Return each line from the items below that contains the string "plastic". Case counts.

** start of Recorded data **

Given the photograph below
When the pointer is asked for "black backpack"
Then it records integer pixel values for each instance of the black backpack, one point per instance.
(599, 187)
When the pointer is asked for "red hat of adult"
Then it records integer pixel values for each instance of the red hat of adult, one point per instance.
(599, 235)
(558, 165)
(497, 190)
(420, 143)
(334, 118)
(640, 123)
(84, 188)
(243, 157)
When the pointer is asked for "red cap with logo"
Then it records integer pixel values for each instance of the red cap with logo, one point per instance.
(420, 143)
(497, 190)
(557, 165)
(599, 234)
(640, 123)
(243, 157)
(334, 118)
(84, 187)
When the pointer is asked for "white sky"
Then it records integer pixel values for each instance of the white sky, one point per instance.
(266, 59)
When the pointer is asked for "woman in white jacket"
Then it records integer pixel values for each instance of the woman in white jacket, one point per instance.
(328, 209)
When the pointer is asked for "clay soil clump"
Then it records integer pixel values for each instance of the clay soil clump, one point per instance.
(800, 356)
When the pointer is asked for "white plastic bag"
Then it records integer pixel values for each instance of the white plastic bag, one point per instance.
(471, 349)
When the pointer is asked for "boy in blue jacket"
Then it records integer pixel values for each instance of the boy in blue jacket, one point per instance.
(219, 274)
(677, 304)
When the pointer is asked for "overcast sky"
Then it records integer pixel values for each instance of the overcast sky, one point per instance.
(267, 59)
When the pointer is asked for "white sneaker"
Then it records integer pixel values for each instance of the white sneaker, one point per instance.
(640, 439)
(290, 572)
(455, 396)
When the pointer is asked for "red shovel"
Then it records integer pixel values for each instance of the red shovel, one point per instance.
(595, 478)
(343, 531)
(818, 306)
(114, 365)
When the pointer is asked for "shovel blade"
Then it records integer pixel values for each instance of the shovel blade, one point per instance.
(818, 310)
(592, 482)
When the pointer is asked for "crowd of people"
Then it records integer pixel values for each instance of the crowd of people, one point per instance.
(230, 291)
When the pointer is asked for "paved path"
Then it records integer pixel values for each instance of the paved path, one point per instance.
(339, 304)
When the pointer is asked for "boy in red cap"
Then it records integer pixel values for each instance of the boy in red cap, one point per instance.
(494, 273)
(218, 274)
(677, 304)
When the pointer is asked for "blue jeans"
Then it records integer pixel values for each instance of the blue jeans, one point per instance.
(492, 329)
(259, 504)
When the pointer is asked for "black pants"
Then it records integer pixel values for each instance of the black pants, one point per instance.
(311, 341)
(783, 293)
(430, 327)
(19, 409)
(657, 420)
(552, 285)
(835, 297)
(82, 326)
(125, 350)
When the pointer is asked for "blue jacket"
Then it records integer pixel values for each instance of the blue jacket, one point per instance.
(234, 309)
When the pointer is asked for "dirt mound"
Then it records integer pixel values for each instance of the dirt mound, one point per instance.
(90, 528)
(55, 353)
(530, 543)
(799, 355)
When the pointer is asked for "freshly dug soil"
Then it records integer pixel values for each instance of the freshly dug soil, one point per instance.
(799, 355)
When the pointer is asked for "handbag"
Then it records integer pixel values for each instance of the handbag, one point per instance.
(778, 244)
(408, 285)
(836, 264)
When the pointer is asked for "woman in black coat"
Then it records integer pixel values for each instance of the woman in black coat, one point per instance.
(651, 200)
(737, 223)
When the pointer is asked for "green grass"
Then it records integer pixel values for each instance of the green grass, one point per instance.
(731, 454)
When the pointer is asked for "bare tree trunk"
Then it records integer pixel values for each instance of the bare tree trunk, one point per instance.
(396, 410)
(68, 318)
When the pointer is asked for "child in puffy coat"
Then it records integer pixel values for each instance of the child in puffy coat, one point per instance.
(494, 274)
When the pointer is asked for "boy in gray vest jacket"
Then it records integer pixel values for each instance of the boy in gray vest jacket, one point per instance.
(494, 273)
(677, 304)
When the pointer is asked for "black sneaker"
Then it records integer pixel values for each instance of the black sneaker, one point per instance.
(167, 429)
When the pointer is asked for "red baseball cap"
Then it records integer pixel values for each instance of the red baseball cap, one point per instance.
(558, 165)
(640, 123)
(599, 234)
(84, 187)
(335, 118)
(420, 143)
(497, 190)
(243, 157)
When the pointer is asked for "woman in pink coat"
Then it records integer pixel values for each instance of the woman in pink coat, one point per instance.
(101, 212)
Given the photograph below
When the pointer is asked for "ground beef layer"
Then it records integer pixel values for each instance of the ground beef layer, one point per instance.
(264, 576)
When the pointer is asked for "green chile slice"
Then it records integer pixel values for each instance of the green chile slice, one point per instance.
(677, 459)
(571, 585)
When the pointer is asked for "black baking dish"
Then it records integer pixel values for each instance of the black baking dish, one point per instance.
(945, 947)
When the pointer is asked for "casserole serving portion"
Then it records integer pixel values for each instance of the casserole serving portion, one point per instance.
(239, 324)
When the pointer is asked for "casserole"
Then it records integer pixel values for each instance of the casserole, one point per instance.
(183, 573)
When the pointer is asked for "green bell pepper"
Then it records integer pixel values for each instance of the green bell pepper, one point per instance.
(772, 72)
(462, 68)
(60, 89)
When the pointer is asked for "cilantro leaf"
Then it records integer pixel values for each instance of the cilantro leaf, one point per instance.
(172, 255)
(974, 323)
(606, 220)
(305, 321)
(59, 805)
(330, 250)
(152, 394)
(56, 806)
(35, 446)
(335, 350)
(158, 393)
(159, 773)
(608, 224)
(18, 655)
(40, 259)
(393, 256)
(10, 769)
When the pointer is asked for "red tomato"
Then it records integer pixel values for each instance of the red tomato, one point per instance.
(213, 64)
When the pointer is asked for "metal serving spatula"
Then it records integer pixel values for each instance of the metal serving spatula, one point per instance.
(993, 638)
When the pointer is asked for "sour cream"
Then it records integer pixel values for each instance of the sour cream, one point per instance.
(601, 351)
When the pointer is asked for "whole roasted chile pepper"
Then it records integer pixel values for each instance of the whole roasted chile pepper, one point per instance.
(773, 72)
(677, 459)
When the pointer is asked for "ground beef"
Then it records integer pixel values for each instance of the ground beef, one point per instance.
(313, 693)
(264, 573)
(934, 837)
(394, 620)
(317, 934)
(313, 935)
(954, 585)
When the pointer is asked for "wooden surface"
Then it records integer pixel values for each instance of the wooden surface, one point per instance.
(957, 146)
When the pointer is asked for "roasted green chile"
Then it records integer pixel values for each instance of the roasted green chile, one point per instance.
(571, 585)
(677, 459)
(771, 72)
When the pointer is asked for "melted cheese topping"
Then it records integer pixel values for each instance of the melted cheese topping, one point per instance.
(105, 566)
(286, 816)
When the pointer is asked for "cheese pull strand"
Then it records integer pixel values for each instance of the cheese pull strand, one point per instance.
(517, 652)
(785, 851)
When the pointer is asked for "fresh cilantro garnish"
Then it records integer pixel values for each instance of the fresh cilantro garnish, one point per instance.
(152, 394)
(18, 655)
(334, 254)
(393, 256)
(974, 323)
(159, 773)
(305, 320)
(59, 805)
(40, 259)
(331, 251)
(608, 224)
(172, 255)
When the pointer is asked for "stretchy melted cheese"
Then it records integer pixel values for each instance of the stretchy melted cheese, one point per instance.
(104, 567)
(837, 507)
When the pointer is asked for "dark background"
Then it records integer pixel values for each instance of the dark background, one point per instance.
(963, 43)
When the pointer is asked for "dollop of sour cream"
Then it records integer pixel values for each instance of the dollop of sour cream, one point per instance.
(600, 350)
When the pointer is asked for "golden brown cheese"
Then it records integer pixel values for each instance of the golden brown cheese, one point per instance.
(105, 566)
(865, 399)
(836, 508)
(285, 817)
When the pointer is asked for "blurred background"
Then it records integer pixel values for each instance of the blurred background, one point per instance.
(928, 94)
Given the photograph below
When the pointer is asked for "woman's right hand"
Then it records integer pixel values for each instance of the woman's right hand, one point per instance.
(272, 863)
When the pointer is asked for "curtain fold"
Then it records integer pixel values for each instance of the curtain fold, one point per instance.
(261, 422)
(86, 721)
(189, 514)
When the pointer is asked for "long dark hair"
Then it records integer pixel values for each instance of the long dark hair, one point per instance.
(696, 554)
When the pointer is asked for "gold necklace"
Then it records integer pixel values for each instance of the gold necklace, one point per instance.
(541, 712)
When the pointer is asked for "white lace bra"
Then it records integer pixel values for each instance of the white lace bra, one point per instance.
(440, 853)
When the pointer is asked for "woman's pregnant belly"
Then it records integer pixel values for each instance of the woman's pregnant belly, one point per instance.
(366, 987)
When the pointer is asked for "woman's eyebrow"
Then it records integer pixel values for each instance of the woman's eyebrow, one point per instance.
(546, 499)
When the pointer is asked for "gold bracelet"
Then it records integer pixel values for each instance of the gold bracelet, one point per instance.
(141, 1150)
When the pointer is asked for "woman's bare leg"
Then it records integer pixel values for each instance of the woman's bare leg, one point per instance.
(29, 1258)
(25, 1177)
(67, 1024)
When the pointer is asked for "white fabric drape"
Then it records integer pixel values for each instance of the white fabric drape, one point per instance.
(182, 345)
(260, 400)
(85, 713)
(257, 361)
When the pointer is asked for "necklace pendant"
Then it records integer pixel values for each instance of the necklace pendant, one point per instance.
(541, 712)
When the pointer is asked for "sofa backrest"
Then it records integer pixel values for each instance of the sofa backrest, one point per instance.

** end of Recorded data **

### Response below
When the pointer is asked for "white plastic bag"
Then it records integer pixel values for each instance of the white plastic bag, one point per instance.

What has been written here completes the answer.